任务. 以 JSON 字符串列表的形式给出下面的全部各行，每行对应一个字符串，空行略去。

^^^^

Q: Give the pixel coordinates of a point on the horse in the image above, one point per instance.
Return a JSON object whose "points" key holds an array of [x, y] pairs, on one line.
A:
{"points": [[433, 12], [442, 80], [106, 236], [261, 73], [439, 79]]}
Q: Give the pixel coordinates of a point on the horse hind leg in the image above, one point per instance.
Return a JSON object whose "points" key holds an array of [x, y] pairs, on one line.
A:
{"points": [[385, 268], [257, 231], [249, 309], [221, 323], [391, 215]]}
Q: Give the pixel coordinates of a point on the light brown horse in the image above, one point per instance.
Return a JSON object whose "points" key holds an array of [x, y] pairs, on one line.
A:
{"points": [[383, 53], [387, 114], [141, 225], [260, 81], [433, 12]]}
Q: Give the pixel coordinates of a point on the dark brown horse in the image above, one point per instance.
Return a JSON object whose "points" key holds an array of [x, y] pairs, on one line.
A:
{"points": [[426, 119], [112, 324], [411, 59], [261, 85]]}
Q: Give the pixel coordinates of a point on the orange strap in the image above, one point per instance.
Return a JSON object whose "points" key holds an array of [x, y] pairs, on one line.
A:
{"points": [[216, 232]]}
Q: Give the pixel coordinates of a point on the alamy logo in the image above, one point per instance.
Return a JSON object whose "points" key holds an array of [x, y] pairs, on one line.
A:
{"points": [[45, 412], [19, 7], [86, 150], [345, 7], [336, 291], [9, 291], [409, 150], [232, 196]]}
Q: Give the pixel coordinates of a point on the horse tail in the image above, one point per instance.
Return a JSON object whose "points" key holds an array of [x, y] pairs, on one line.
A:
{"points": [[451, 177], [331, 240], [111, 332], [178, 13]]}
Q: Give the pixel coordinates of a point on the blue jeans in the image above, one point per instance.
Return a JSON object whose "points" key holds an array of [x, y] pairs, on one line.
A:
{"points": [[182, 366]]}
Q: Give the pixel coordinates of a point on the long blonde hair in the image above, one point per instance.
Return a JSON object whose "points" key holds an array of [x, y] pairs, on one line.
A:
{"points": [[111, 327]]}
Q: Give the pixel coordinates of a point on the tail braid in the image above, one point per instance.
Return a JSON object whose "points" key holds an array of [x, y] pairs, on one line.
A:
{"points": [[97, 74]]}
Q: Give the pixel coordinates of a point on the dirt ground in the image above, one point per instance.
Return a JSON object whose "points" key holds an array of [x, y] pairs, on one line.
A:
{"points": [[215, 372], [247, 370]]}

^^^^

回答.
[
  "Q: Give the pixel coordinates of a point on the horse in the image above, one point per instance.",
  "Return a JSON object whose \"points\" key holds an array of [x, y] pairs, on one line.",
  "A:",
  "{\"points\": [[433, 12], [442, 80], [106, 236], [261, 73], [439, 79]]}",
  "Q: Give the pixel coordinates of a point on the horse hind leg in the image above, one point per instance.",
  "Return a JSON object whose \"points\" key holds an array of [x, y] pairs, on one line.",
  "A:",
  "{\"points\": [[385, 268], [257, 231], [249, 309], [221, 323], [391, 215]]}",
  "Q: Give the pixel coordinates of a point on the light brown horse in the image above, one point per instance.",
  "Return a JSON object whose \"points\" key holds an array of [x, y] pairs, on one line.",
  "A:",
  "{\"points\": [[383, 53], [387, 114], [141, 225], [260, 81], [433, 12]]}",
  "Q: Give the pixel coordinates of a point on the dark brown horse in the image above, one point per instance.",
  "Return a JSON object whose \"points\" key holds an array of [x, y] pairs, on one line.",
  "A:",
  "{\"points\": [[426, 119], [112, 324], [411, 59], [261, 85]]}",
  "Q: Give the pixel coordinates of a point on the orange strap in the image above, one point per instance.",
  "Return a JSON object whose \"points\" key holds an array of [x, y] pairs, on one line.",
  "A:",
  "{\"points\": [[216, 232]]}",
  "Q: Give the pixel coordinates of a point on the alamy logo in the image above, one point per instance.",
  "Return a JSON object whose \"points\" key holds an array of [x, y] pairs, on one line.",
  "A:",
  "{\"points\": [[45, 412], [19, 7], [86, 150], [345, 7], [336, 291], [9, 291], [409, 150], [232, 196]]}",
  "Q: Give the pixel coordinates of a point on the horse tail in the image above, one point per instance.",
  "Return a JSON object whose \"points\" key holds an array of [x, y] pairs, on one line.",
  "A:",
  "{\"points\": [[451, 177], [331, 240], [111, 332], [178, 13]]}",
  "Q: Give the pixel coordinates of a point on the blue jeans in the image above, one point per instance.",
  "Return a JSON object whose \"points\" key holds an array of [x, y] pairs, on one line.",
  "A:",
  "{\"points\": [[182, 366]]}",
  "Q: Give the pixel coordinates of a point on the long blonde hair in the image above, one point per instance.",
  "Return a JSON object whose \"points\" key holds an array of [x, y] pairs, on one line.",
  "A:",
  "{\"points\": [[111, 327]]}",
  "Q: Give the pixel coordinates of a point on the tail braid in the image above, one point per instance.",
  "Return a JSON object whose \"points\" key holds an array of [x, y] pairs, on one line.",
  "A:",
  "{\"points\": [[97, 74]]}",
  "Q: Give the pixel coordinates of a point on the dirt ground in the image above, one point per instance.",
  "Return a JSON object whose \"points\" key holds an array of [x, y] pairs, on one line.",
  "A:",
  "{\"points\": [[215, 372], [247, 370]]}"
]